TASK REQUIREMENTS: Of all the lines below, return only those starting with the line holding "positive clicks: (162, 290) (164, 303)" and going on through the line holding "positive clicks: (183, 180)", exactly as written.

EXCERPTED DATA:
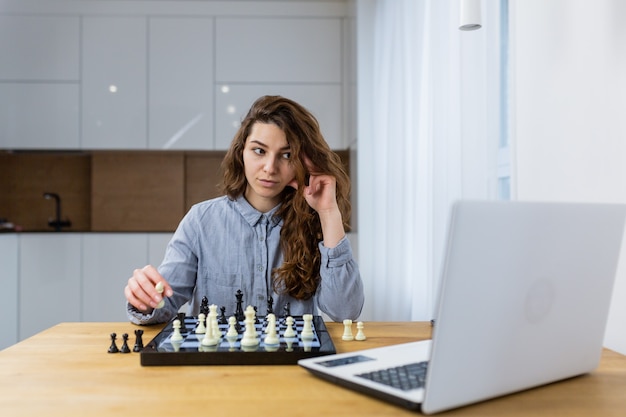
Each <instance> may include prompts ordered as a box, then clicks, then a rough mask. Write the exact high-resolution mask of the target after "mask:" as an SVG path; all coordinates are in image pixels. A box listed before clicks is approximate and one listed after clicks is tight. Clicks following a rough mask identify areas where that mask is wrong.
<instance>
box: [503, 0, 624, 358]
mask: <svg viewBox="0 0 626 417" xmlns="http://www.w3.org/2000/svg"><path fill="white" fill-rule="evenodd" d="M510 3H511V7H510V10H511V28H512V30H511V45H512V52H513V55H512V69H513V74H512V88H513V91H512V97H513V102H512V103H511V104H512V110H513V112H512V115H513V120H512V138H513V142H514V157H513V161H514V162H513V165H514V167H513V169H514V172H513V181H514V182H513V193H514V196H516V197H517V199H520V200H552V201H589V202H619V203H626V117H624V116H626V114H625V113H626V26H624V25H623V19H624V17H626V2H624V1H622V0H595V1H586V0H549V1H546V0H510ZM584 331H585V329H581V337H584ZM605 344H606V346H607V347H609V348H611V349H614V350H617V351H619V352H621V353H625V354H626V248H623V250H622V257H621V261H620V266H619V267H618V276H617V282H616V287H615V292H614V297H613V303H612V305H611V313H610V318H609V325H608V329H607V335H606V339H605Z"/></svg>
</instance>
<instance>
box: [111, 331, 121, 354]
mask: <svg viewBox="0 0 626 417" xmlns="http://www.w3.org/2000/svg"><path fill="white" fill-rule="evenodd" d="M116 338H117V334H115V333H111V346H109V353H117V352H119V351H120V350H119V349H118V348H117V345H116V344H115V339H116Z"/></svg>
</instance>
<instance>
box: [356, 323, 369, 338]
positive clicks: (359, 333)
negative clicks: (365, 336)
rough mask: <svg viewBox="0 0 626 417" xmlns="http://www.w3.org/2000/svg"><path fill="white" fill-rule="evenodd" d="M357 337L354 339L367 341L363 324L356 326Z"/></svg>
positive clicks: (357, 323)
mask: <svg viewBox="0 0 626 417" xmlns="http://www.w3.org/2000/svg"><path fill="white" fill-rule="evenodd" d="M356 329H357V331H356V336H355V337H354V338H355V339H356V340H365V339H367V337H365V333H364V332H363V322H362V321H359V322H357V324H356Z"/></svg>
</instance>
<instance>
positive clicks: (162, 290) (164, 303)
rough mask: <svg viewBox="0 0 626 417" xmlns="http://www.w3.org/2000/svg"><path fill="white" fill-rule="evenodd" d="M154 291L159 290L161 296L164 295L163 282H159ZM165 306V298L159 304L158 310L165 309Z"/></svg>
mask: <svg viewBox="0 0 626 417" xmlns="http://www.w3.org/2000/svg"><path fill="white" fill-rule="evenodd" d="M154 289H155V290H157V292H158V293H159V294H163V289H164V288H163V282H162V281H159V282H157V284H156V285H155V286H154ZM164 305H165V298H161V301H159V304H157V307H156V308H163V306H164Z"/></svg>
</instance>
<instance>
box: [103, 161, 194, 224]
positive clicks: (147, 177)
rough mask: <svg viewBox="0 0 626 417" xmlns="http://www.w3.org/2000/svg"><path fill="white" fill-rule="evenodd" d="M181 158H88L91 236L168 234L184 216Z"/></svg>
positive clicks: (183, 180)
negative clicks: (124, 232)
mask: <svg viewBox="0 0 626 417" xmlns="http://www.w3.org/2000/svg"><path fill="white" fill-rule="evenodd" d="M184 172H185V170H184V154H183V153H182V152H181V153H177V152H168V153H166V154H161V153H158V152H156V153H155V152H152V153H150V152H136V153H133V152H123V153H119V152H118V153H116V152H111V153H109V152H100V153H96V154H94V155H93V156H92V173H91V189H92V194H91V213H92V214H91V216H92V217H91V225H92V230H93V231H170V230H174V229H175V228H176V226H177V225H178V223H179V222H180V219H181V218H182V216H183V214H184V192H185V178H184Z"/></svg>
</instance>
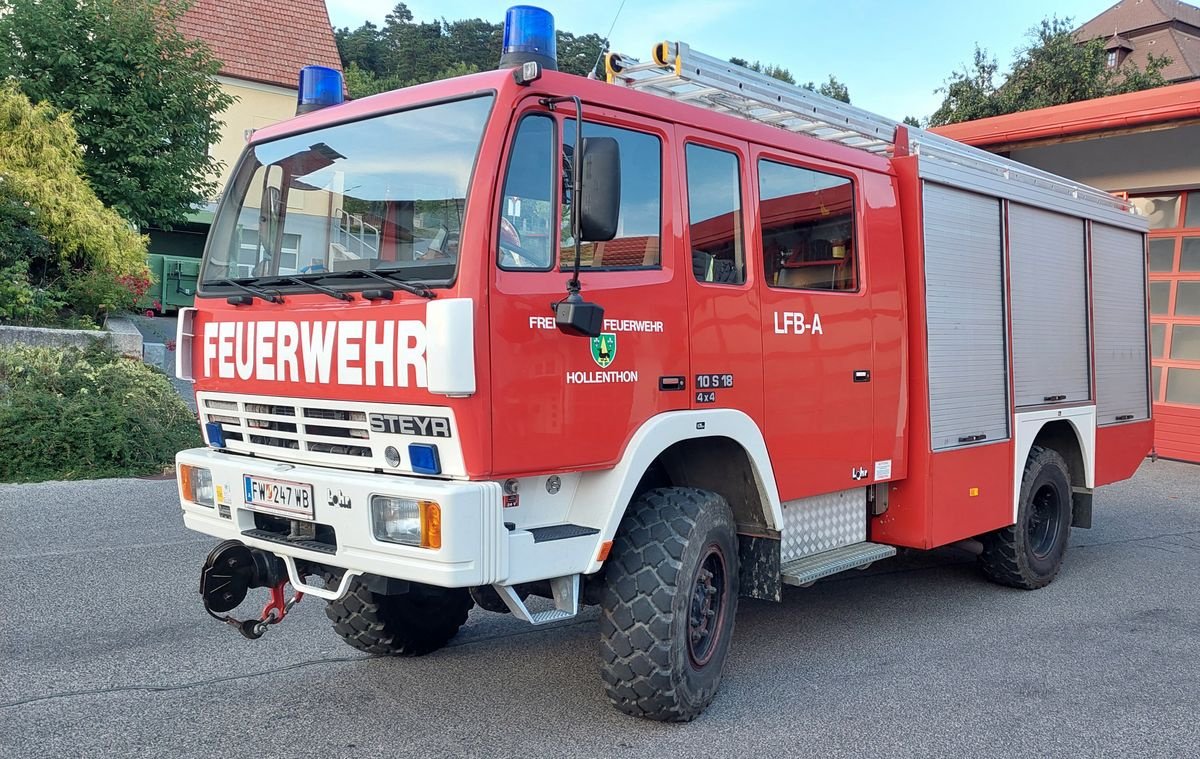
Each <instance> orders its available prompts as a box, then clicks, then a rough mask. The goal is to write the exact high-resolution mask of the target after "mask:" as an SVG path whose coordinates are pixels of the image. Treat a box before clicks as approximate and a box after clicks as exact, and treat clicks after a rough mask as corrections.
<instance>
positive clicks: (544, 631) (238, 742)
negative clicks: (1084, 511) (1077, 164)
mask: <svg viewBox="0 0 1200 759" xmlns="http://www.w3.org/2000/svg"><path fill="white" fill-rule="evenodd" d="M1198 494H1200V466H1192V465H1184V464H1177V462H1169V461H1158V462H1146V464H1145V465H1144V466H1142V467H1141V471H1140V472H1139V474H1138V476H1136V477H1135V478H1134V479H1133V480H1130V482H1128V483H1121V484H1117V485H1111V486H1109V488H1105V489H1103V490H1100V491H1099V494H1098V495H1097V498H1096V527H1094V528H1092V530H1086V531H1085V530H1076V531H1074V532H1073V536H1072V544H1070V545H1072V546H1070V550H1069V552H1068V555H1067V562H1066V566H1064V568H1063V572H1062V574H1061V575H1060V576H1058V579H1057V580H1056V581H1055V582H1054V584H1052V585H1050V586H1049V587H1046V588H1044V590H1042V591H1034V592H1024V591H1014V590H1009V588H1002V587H997V586H995V585H991V584H989V582H986V581H984V580H983V579H982V578H980V576H979V574H978V573H977V572H976V569H974V567H973V563H972V560H971V557H970V556H968V555H966V554H964V552H960V551H955V550H950V549H946V550H941V551H935V552H930V554H920V552H917V554H907V555H904V556H901V557H898V558H895V560H889V561H888V562H882V563H880V564H876V566H875V567H874V568H871V569H870V570H869V572H852V573H850V574H846V575H839V576H836V578H833V579H830V580H826V581H822V582H818V584H817V585H815V586H812V587H811V588H806V590H799V588H787V591H786V594H785V598H784V603H781V604H772V603H766V602H749V600H743V602H742V608H740V611H739V614H738V620H737V632H736V637H734V641H733V650H732V652H731V657H730V661H728V663H727V665H726V675H725V680H724V683H722V686H721V692H720V694H719V695H718V699H716V701H715V703H714V704H713V706H712V707H710V709H709V710H708V711H707V712H706V713H704V715H703V716H702V717H700V718H698V719H697V721H695V722H694V723H690V724H682V725H670V724H658V723H650V722H644V721H640V719H634V718H630V717H625V716H623V715H620V713H618V712H617V711H614V710H613V709H611V707H610V706H608V705H607V703H606V701H605V698H604V694H602V692H601V689H600V681H599V675H598V663H596V635H598V634H596V629H595V611H594V610H588V611H586V612H584V614H583V615H581V617H577V618H576V620H572V621H570V622H565V623H562V624H559V626H557V627H553V628H532V627H529V626H527V624H524V623H521V622H517V621H515V620H514V618H511V616H508V615H503V616H502V615H496V614H488V612H485V611H480V610H475V611H473V612H472V618H470V621H469V622H468V624H467V626H466V627H464V628H463V630H462V632H461V633H460V635H458V638H456V639H455V640H454V641H452V644H451V645H450V646H449V647H448V649H444V650H442V651H439V652H436V653H433V655H431V656H427V657H424V658H419V659H389V658H374V657H370V656H366V655H362V653H359V652H356V651H354V650H353V649H350V647H348V646H346V645H344V644H343V643H342V641H341V640H340V639H337V638H336V637H335V635H334V633H332V630H331V629H330V626H329V623H328V621H326V620H325V616H324V614H323V610H322V609H320V604H322V603H323V602H320V600H318V599H314V598H307V599H305V600H304V602H301V603H300V604H299V605H298V606H296V609H295V610H294V612H293V615H290V616H289V617H288V618H287V620H286V621H284V622H283V623H282V624H280V626H278V627H275V628H272V629H271V630H270V632H269V633H268V634H266V637H264V638H263V639H262V640H258V641H250V640H245V639H242V638H241V637H239V635H238V634H236V633H235V632H233V630H232V628H228V627H226V626H222V624H220V623H217V622H215V621H212V620H211V618H209V617H208V616H206V615H205V614H204V610H203V608H202V606H200V603H199V596H198V593H197V586H198V574H199V567H200V563H202V562H203V561H204V557H205V555H206V554H208V551H209V549H210V548H211V545H212V544H214V540H211V539H209V538H206V537H204V536H200V534H197V533H192V532H188V531H186V530H185V528H184V527H182V524H181V519H180V514H179V508H178V504H176V503H175V501H174V498H175V491H174V484H173V483H172V482H149V480H138V479H120V480H118V479H108V480H92V482H83V483H44V484H38V485H0V534H2V536H4V548H2V549H0V757H5V758H14V759H16V758H22V759H24V758H34V757H126V755H128V757H154V758H156V759H158V758H167V757H218V755H221V757H248V755H257V757H391V755H438V757H467V755H474V757H679V755H686V757H694V755H695V757H727V755H728V757H780V755H796V757H822V758H824V757H883V755H887V757H1006V758H1008V757H1020V755H1027V757H1198V755H1200V727H1198V719H1196V715H1195V712H1196V707H1198V705H1200V502H1198ZM257 592H258V593H263V591H257ZM256 600H257V599H256Z"/></svg>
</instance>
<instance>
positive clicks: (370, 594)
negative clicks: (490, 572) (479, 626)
mask: <svg viewBox="0 0 1200 759" xmlns="http://www.w3.org/2000/svg"><path fill="white" fill-rule="evenodd" d="M472 605H474V602H473V600H472V599H470V593H468V592H467V590H466V588H448V587H434V586H432V585H420V584H418V582H412V584H410V585H409V590H408V592H407V593H401V594H398V596H384V594H382V593H374V592H372V591H370V590H367V587H366V586H365V585H364V584H362V582H361V580H360V579H359V578H354V580H352V581H350V587H349V590H348V591H347V593H346V596H343V597H342V598H340V599H338V600H331V602H329V604H328V605H326V606H325V616H328V617H329V618H330V621H331V622H334V632H336V633H337V634H338V635H340V637H341V638H342V640H344V641H346V643H348V644H349V645H352V646H354V647H355V649H358V650H359V651H366V652H367V653H382V655H385V656H422V655H426V653H430V652H432V651H437V650H438V649H440V647H442V646H444V645H446V643H449V641H450V639H451V638H454V637H455V635H456V634H457V633H458V628H460V627H462V626H463V623H464V622H466V621H467V612H468V611H470V608H472Z"/></svg>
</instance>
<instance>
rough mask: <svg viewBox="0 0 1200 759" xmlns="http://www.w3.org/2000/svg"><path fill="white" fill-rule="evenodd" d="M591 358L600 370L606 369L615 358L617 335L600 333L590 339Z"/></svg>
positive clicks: (610, 333) (616, 351) (616, 344)
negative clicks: (591, 338)
mask: <svg viewBox="0 0 1200 759" xmlns="http://www.w3.org/2000/svg"><path fill="white" fill-rule="evenodd" d="M592 358H593V359H594V360H595V363H596V365H598V366H600V369H606V367H607V366H608V364H611V363H612V361H613V359H616V358H617V334H616V333H600V336H599V337H593V339H592Z"/></svg>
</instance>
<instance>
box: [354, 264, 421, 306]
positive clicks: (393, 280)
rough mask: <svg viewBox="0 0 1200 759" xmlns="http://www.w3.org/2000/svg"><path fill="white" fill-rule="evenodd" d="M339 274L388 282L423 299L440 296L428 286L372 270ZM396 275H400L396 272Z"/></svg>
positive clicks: (356, 270) (408, 292) (366, 270)
mask: <svg viewBox="0 0 1200 759" xmlns="http://www.w3.org/2000/svg"><path fill="white" fill-rule="evenodd" d="M338 274H340V275H343V274H344V275H347V276H370V277H371V279H373V280H379V281H380V282H388V283H389V285H394V286H396V287H398V288H400V289H402V291H404V292H407V293H413V294H414V295H420V297H421V298H428V299H430V300H433V299H434V298H437V297H438V294H437V293H436V292H433V291H432V289H430V287H428V286H427V285H414V283H412V282H406V281H404V280H397V279H395V277H394V276H392V275H389V274H379V273H377V271H372V270H370V269H352V270H349V271H340V273H338ZM396 274H400V273H398V271H396Z"/></svg>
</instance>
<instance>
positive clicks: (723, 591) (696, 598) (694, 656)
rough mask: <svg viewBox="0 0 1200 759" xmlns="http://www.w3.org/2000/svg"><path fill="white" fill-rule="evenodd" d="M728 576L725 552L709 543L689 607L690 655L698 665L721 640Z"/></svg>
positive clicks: (695, 666)
mask: <svg viewBox="0 0 1200 759" xmlns="http://www.w3.org/2000/svg"><path fill="white" fill-rule="evenodd" d="M726 576H727V573H726V569H725V554H724V552H722V551H721V548H720V546H719V545H716V544H715V543H713V544H709V546H708V548H707V549H706V550H704V555H703V557H702V558H701V561H700V567H698V568H697V570H696V576H695V579H694V580H692V588H691V603H690V606H689V609H688V656H689V657H690V658H691V663H692V665H694V667H696V668H701V667H704V665H706V664H708V662H709V661H710V659H712V658H713V652H715V651H716V646H718V644H719V643H720V638H721V623H722V622H724V620H725V600H726V596H727V588H726V587H725V579H726Z"/></svg>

ANSWER SECTION:
positive clicks: (162, 290) (164, 303)
rough mask: <svg viewBox="0 0 626 417" xmlns="http://www.w3.org/2000/svg"><path fill="white" fill-rule="evenodd" d="M154 291L159 290L161 296L164 295L163 282H159ZM165 306V298L159 304L158 310L165 309Z"/></svg>
mask: <svg viewBox="0 0 626 417" xmlns="http://www.w3.org/2000/svg"><path fill="white" fill-rule="evenodd" d="M154 289H155V290H157V292H158V293H159V294H163V289H164V288H163V282H162V281H159V282H157V284H156V285H155V286H154ZM164 305H165V298H161V301H159V304H157V307H156V308H163V306H164Z"/></svg>
</instance>
<instance>
box: [103, 161, 194, 224]
positive clicks: (147, 177)
rough mask: <svg viewBox="0 0 626 417" xmlns="http://www.w3.org/2000/svg"><path fill="white" fill-rule="evenodd" d="M181 158H88L91 236L168 234L184 216Z"/></svg>
positive clicks: (183, 180)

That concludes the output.